Task goal
From the material below, extract every line that contains the string "head", copying each such line in full.

▼

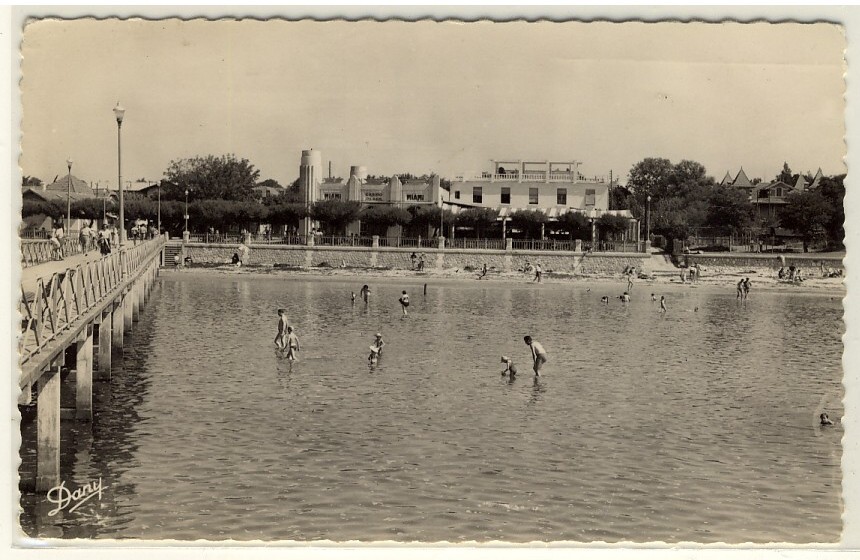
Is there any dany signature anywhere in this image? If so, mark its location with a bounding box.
[48,477,104,516]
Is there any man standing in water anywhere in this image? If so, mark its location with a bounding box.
[523,335,546,377]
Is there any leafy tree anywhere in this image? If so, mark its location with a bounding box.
[597,214,630,237]
[558,211,591,241]
[359,204,412,235]
[455,208,499,237]
[511,210,549,239]
[163,154,260,200]
[627,157,675,202]
[310,199,361,235]
[706,189,755,233]
[21,200,61,218]
[779,191,831,253]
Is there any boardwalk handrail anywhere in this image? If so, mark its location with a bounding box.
[18,233,165,366]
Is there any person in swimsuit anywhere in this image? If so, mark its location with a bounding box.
[287,327,299,361]
[275,309,287,350]
[502,356,517,377]
[523,335,546,377]
[398,290,409,317]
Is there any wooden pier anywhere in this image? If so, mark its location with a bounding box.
[18,237,165,492]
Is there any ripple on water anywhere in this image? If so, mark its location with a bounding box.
[16,274,842,542]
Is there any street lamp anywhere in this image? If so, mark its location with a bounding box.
[113,101,125,248]
[645,194,651,241]
[158,181,161,235]
[63,158,72,235]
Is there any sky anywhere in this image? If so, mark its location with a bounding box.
[19,19,846,186]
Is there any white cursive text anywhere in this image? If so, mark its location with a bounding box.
[48,477,102,516]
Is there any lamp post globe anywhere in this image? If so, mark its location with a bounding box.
[113,101,125,248]
[63,158,73,235]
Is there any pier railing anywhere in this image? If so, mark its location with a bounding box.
[21,237,81,268]
[18,237,164,365]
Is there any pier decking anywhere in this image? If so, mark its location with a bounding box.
[18,237,165,491]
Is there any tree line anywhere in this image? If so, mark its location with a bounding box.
[610,158,845,250]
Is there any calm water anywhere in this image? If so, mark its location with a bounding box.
[16,273,843,542]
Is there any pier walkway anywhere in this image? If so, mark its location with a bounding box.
[18,237,165,491]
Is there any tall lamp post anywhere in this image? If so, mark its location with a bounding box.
[63,158,72,235]
[645,194,651,241]
[113,101,125,248]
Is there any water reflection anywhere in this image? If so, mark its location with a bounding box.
[16,274,842,542]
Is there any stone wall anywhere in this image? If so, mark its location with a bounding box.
[177,243,645,275]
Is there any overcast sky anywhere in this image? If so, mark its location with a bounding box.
[20,20,845,185]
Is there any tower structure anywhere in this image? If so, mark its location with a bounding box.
[299,148,323,235]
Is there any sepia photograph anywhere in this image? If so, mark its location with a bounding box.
[9,6,848,548]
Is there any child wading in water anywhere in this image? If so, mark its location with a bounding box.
[523,336,546,377]
[502,356,517,377]
[275,309,287,350]
[287,327,299,361]
[397,290,409,317]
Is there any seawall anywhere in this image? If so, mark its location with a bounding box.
[176,242,650,275]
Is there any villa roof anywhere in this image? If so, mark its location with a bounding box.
[732,167,753,188]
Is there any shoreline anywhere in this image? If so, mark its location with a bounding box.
[160,264,847,297]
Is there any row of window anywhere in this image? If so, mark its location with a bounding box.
[454,187,597,206]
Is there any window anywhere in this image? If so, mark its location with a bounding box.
[585,189,597,206]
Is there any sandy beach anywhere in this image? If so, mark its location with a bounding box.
[161,264,845,296]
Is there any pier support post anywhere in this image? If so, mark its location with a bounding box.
[75,323,93,422]
[111,300,125,351]
[122,290,134,333]
[96,309,113,379]
[128,280,141,322]
[36,365,60,492]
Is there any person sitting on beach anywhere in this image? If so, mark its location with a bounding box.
[287,327,299,361]
[275,309,287,350]
[523,335,546,377]
[502,356,517,377]
[397,290,409,317]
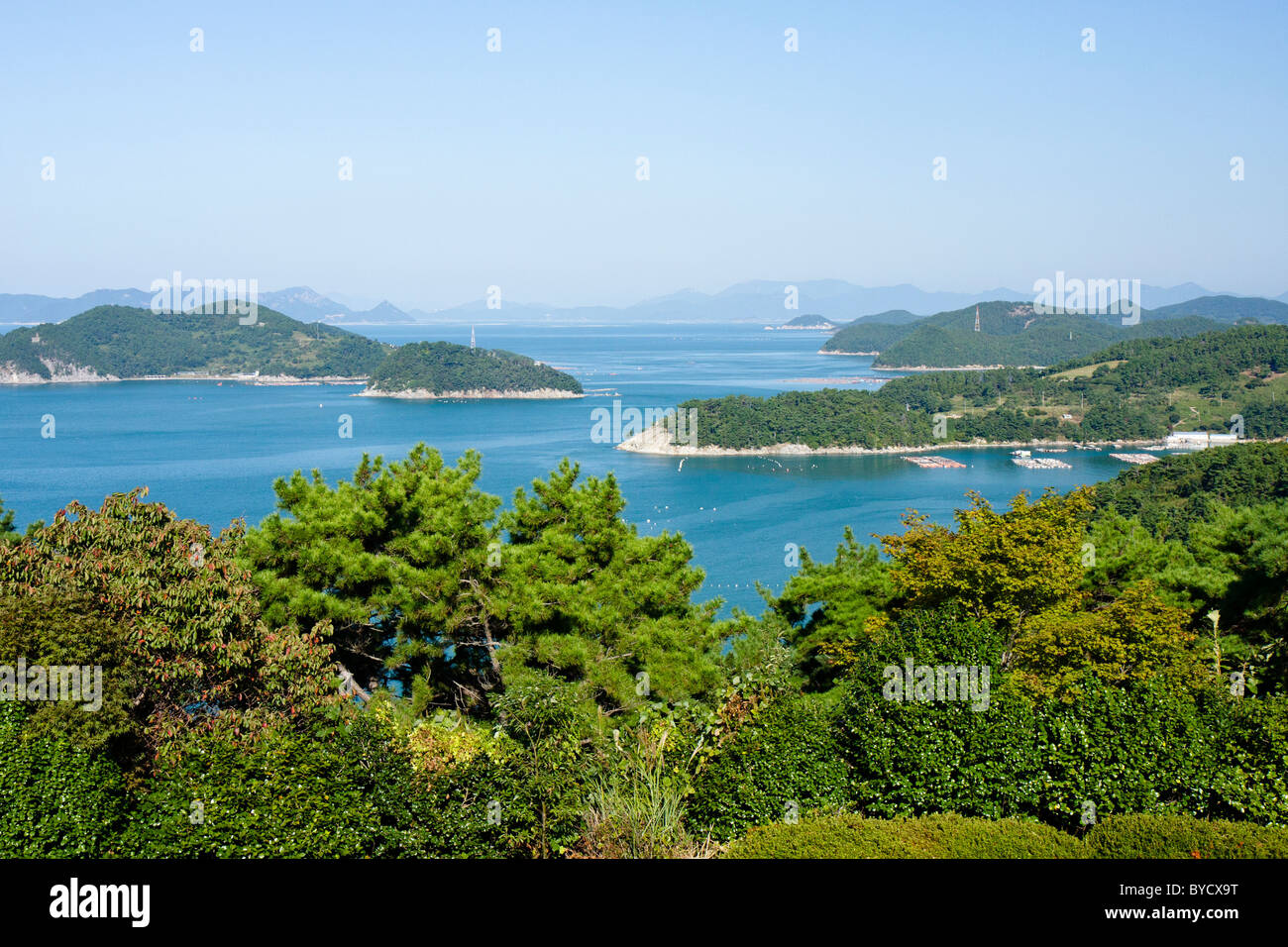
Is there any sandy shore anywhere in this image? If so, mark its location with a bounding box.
[355,388,587,401]
[617,425,1159,458]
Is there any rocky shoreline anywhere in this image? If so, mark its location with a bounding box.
[617,425,1159,458]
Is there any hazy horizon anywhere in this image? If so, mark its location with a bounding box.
[0,3,1288,310]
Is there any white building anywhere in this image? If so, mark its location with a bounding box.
[1163,430,1239,451]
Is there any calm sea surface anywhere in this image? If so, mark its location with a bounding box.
[0,323,1125,613]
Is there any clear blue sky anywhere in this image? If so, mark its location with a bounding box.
[0,0,1288,307]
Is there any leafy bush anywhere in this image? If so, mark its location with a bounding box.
[1085,814,1288,858]
[688,697,846,839]
[124,732,391,858]
[0,701,126,858]
[726,813,1086,858]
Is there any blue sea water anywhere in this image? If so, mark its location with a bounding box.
[0,323,1125,613]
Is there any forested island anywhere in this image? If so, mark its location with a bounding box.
[0,443,1288,860]
[820,296,1288,368]
[621,325,1288,454]
[364,342,583,398]
[765,313,836,330]
[0,305,581,398]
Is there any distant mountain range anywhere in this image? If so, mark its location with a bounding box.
[821,295,1288,368]
[0,279,1288,326]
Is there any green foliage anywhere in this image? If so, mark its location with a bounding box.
[688,697,846,839]
[680,388,932,450]
[0,489,334,749]
[501,460,722,710]
[682,324,1288,451]
[0,305,390,378]
[123,730,391,858]
[725,813,1288,858]
[0,586,147,760]
[1085,814,1288,858]
[0,705,126,858]
[767,527,894,688]
[368,342,581,394]
[838,673,1288,828]
[0,498,18,543]
[725,813,1087,858]
[1013,579,1206,701]
[883,491,1090,639]
[823,301,1220,368]
[241,445,499,701]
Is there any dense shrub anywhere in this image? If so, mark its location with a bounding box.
[726,814,1086,858]
[0,701,126,858]
[688,697,846,839]
[1085,815,1288,858]
[725,813,1288,858]
[124,732,391,858]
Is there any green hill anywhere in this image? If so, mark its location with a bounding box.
[664,326,1288,450]
[1150,296,1288,325]
[0,305,391,380]
[821,300,1226,368]
[368,342,581,397]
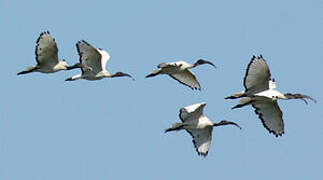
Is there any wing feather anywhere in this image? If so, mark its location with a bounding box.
[76,40,102,74]
[243,55,270,94]
[252,100,284,137]
[35,31,58,66]
[186,127,212,156]
[179,103,206,123]
[169,70,201,90]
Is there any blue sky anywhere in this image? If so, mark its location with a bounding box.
[0,0,323,180]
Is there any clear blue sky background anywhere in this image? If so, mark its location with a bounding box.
[0,0,323,180]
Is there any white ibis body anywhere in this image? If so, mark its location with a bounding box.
[18,31,73,75]
[165,103,241,156]
[66,40,133,81]
[146,59,215,90]
[226,55,316,137]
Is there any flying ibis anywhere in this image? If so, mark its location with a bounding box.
[18,31,77,75]
[146,59,215,90]
[225,55,316,137]
[165,103,241,157]
[66,40,134,81]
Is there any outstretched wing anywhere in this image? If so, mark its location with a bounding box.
[284,93,316,104]
[252,99,284,137]
[187,127,212,156]
[169,70,201,90]
[179,103,206,124]
[243,55,270,94]
[35,31,58,66]
[76,40,102,74]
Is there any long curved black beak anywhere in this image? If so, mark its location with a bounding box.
[213,120,242,129]
[194,59,216,68]
[67,63,83,70]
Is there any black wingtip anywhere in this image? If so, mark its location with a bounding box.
[65,77,73,81]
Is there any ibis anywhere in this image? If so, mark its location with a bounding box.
[146,59,216,90]
[225,55,316,137]
[18,31,77,75]
[66,40,134,81]
[165,103,241,157]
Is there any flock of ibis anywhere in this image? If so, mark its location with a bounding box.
[18,31,316,156]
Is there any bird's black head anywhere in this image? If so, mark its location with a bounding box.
[194,59,216,67]
[112,72,135,80]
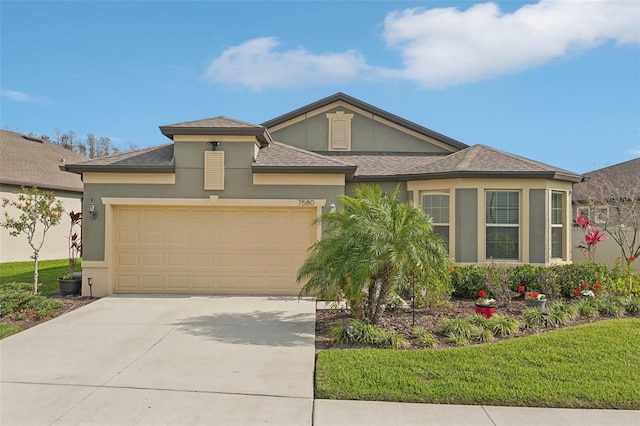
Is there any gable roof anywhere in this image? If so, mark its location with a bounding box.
[0,130,86,192]
[252,142,356,176]
[160,116,273,146]
[573,157,640,202]
[262,92,469,149]
[64,144,175,173]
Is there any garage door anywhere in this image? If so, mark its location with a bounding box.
[114,206,317,295]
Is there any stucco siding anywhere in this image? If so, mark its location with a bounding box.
[529,189,550,263]
[0,185,82,262]
[455,188,478,263]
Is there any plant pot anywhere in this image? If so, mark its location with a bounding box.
[58,278,82,296]
[476,305,496,318]
[524,299,547,311]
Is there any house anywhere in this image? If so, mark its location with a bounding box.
[573,158,640,272]
[0,130,86,262]
[65,93,581,295]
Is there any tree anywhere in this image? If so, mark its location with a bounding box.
[0,187,64,294]
[297,185,450,324]
[574,159,640,265]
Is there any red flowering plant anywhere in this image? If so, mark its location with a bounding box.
[572,283,602,299]
[573,216,607,262]
[476,290,496,306]
[64,210,82,279]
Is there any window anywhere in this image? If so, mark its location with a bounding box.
[551,192,564,258]
[422,191,449,246]
[204,151,224,191]
[485,191,520,260]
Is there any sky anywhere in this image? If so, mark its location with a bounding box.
[0,0,640,173]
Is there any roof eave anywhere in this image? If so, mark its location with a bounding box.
[60,164,176,174]
[160,126,273,147]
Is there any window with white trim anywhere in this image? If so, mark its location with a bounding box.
[551,192,564,259]
[485,191,520,260]
[422,191,449,246]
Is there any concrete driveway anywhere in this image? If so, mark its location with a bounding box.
[0,295,315,425]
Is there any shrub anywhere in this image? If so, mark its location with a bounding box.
[488,315,520,337]
[574,298,600,318]
[522,308,547,328]
[547,300,575,326]
[411,327,438,348]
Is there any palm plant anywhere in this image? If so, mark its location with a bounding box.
[297,185,450,324]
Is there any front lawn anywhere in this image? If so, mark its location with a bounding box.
[0,259,77,296]
[316,318,640,409]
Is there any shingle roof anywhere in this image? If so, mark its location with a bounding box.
[253,142,356,175]
[262,92,469,149]
[405,145,582,182]
[0,130,86,192]
[65,144,175,173]
[160,116,273,146]
[573,157,640,202]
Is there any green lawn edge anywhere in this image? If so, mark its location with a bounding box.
[315,318,640,409]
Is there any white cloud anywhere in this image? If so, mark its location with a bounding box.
[205,0,640,90]
[0,90,51,105]
[205,37,368,90]
[384,0,640,88]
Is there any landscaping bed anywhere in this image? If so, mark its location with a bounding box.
[315,299,624,351]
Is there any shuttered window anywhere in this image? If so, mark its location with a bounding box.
[485,191,520,260]
[204,151,224,191]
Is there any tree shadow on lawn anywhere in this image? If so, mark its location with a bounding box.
[174,311,315,348]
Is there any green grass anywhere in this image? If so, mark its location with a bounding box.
[316,318,640,409]
[0,259,82,296]
[0,324,22,339]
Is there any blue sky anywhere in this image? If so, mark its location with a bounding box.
[0,0,640,173]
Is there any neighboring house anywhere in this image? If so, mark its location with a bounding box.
[573,158,640,272]
[0,130,86,262]
[66,93,581,295]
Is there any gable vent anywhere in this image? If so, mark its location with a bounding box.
[204,151,224,191]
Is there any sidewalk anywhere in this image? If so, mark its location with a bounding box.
[313,399,640,426]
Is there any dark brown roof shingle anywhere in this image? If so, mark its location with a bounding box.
[0,130,86,192]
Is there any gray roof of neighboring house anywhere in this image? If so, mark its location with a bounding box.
[252,142,356,176]
[262,92,469,149]
[160,116,273,146]
[0,130,86,192]
[65,144,175,173]
[572,157,640,202]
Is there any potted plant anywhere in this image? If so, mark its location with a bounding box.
[58,210,82,296]
[524,291,547,311]
[476,290,496,318]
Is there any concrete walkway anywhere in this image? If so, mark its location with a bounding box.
[0,296,315,426]
[0,296,640,426]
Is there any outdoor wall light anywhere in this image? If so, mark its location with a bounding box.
[87,198,98,220]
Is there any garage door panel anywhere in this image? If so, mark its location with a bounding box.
[114,207,316,295]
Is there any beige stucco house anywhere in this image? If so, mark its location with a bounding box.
[0,130,86,262]
[66,93,581,295]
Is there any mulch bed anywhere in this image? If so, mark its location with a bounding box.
[316,299,603,351]
[0,295,98,330]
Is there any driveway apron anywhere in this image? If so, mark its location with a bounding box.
[0,295,315,425]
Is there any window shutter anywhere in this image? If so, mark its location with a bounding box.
[204,151,224,191]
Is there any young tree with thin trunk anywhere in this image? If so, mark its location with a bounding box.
[298,185,450,325]
[0,187,64,294]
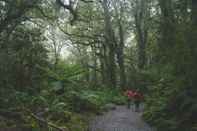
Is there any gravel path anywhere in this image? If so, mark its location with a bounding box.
[89,106,153,131]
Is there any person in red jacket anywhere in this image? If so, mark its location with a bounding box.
[133,91,143,112]
[125,90,134,109]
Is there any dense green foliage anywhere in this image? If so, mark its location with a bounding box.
[0,0,197,131]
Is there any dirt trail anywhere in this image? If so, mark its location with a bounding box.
[89,106,153,131]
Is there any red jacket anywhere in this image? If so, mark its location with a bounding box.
[133,92,144,100]
[126,90,134,99]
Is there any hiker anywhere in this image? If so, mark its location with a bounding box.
[133,91,143,112]
[125,90,133,109]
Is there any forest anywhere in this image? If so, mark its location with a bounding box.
[0,0,197,131]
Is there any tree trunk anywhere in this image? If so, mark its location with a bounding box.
[117,19,126,88]
[135,0,149,69]
[102,0,116,87]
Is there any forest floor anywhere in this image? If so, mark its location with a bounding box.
[89,106,154,131]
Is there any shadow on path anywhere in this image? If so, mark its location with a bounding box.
[89,106,154,131]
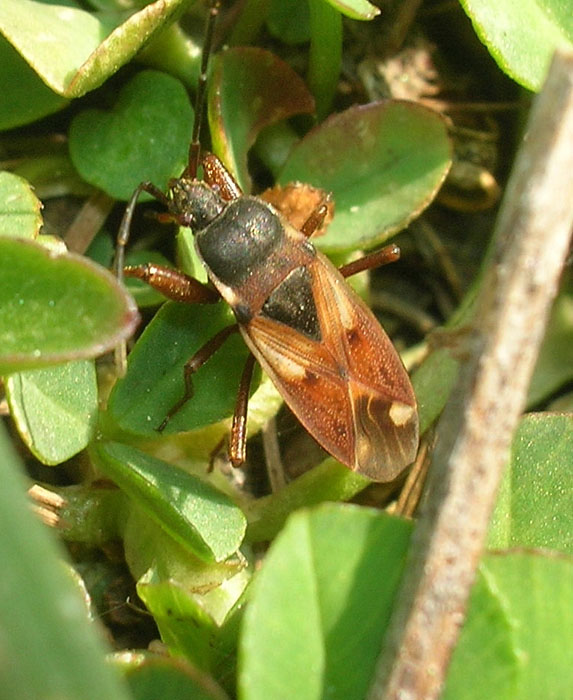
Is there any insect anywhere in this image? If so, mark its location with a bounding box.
[116,2,418,481]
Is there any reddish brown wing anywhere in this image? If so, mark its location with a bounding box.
[241,254,418,481]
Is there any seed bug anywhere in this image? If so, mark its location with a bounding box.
[115,2,418,481]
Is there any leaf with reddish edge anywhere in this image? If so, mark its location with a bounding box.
[278,100,451,252]
[0,238,139,374]
[209,47,314,192]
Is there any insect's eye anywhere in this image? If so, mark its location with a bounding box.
[171,180,225,232]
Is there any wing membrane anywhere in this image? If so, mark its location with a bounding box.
[242,254,418,481]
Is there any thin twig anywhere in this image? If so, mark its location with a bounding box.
[369,53,573,700]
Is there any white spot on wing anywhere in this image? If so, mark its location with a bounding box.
[388,401,416,427]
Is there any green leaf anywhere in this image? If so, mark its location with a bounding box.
[93,442,246,561]
[267,0,310,44]
[308,0,342,120]
[209,47,314,192]
[0,35,68,130]
[70,70,193,200]
[108,302,248,438]
[0,172,42,239]
[489,413,573,554]
[279,101,451,252]
[327,0,380,19]
[0,425,129,700]
[239,504,411,700]
[5,360,98,464]
[137,571,248,677]
[0,0,189,97]
[480,552,573,700]
[443,571,522,700]
[126,655,228,700]
[0,238,138,374]
[461,0,573,91]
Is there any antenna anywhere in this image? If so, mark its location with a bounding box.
[187,0,221,180]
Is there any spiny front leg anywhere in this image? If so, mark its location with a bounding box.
[123,263,221,304]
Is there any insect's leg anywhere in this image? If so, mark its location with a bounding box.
[229,355,255,467]
[157,323,239,432]
[300,195,330,238]
[338,243,400,277]
[201,153,243,202]
[113,182,169,281]
[123,263,221,304]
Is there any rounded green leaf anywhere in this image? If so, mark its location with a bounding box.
[443,571,522,700]
[489,413,573,554]
[279,101,451,252]
[0,0,186,97]
[461,0,573,90]
[0,172,42,239]
[209,47,314,192]
[480,552,573,700]
[5,360,98,464]
[0,238,138,374]
[108,302,248,438]
[137,564,248,678]
[93,442,246,561]
[70,71,193,199]
[0,425,128,700]
[239,504,411,700]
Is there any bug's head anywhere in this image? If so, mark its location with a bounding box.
[169,178,225,233]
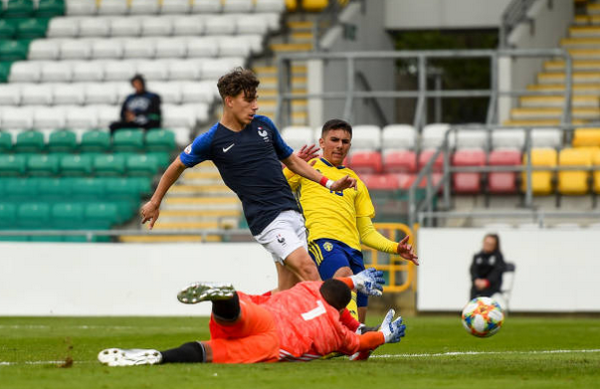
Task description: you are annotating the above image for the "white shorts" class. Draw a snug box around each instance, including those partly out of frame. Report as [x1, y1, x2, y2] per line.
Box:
[254, 211, 308, 264]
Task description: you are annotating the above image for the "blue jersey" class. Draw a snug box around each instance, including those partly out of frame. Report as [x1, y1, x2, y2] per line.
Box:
[180, 115, 300, 235]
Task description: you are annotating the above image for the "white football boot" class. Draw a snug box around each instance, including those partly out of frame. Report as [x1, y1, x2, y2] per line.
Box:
[177, 282, 235, 304]
[98, 348, 162, 366]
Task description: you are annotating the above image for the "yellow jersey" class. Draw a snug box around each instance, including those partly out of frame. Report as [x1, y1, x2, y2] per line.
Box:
[284, 158, 375, 251]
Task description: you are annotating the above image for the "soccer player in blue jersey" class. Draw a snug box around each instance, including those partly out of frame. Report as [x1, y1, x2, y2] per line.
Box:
[141, 68, 356, 290]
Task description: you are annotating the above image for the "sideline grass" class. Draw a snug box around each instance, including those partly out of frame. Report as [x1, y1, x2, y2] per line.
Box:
[0, 317, 600, 389]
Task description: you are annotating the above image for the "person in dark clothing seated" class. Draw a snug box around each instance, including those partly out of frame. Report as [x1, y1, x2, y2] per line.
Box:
[110, 74, 161, 134]
[471, 234, 505, 299]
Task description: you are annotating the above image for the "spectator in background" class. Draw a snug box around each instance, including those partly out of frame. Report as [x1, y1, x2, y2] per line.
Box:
[471, 234, 505, 299]
[110, 74, 161, 134]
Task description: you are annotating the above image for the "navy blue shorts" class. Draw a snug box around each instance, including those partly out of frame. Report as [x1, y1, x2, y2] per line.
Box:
[308, 239, 369, 307]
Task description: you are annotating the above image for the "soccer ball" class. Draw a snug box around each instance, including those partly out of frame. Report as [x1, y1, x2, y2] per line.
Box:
[462, 297, 504, 338]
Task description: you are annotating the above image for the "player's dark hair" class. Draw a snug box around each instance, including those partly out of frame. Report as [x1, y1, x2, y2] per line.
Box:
[483, 233, 500, 252]
[217, 67, 260, 100]
[321, 119, 352, 138]
[319, 278, 352, 309]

▲

Final answer
Is there any bird's black head anywhere in this image? If so, mark its location with a bounding box.
Is there any bug's head anywhere in this image? If so, mark its location with a bounding box.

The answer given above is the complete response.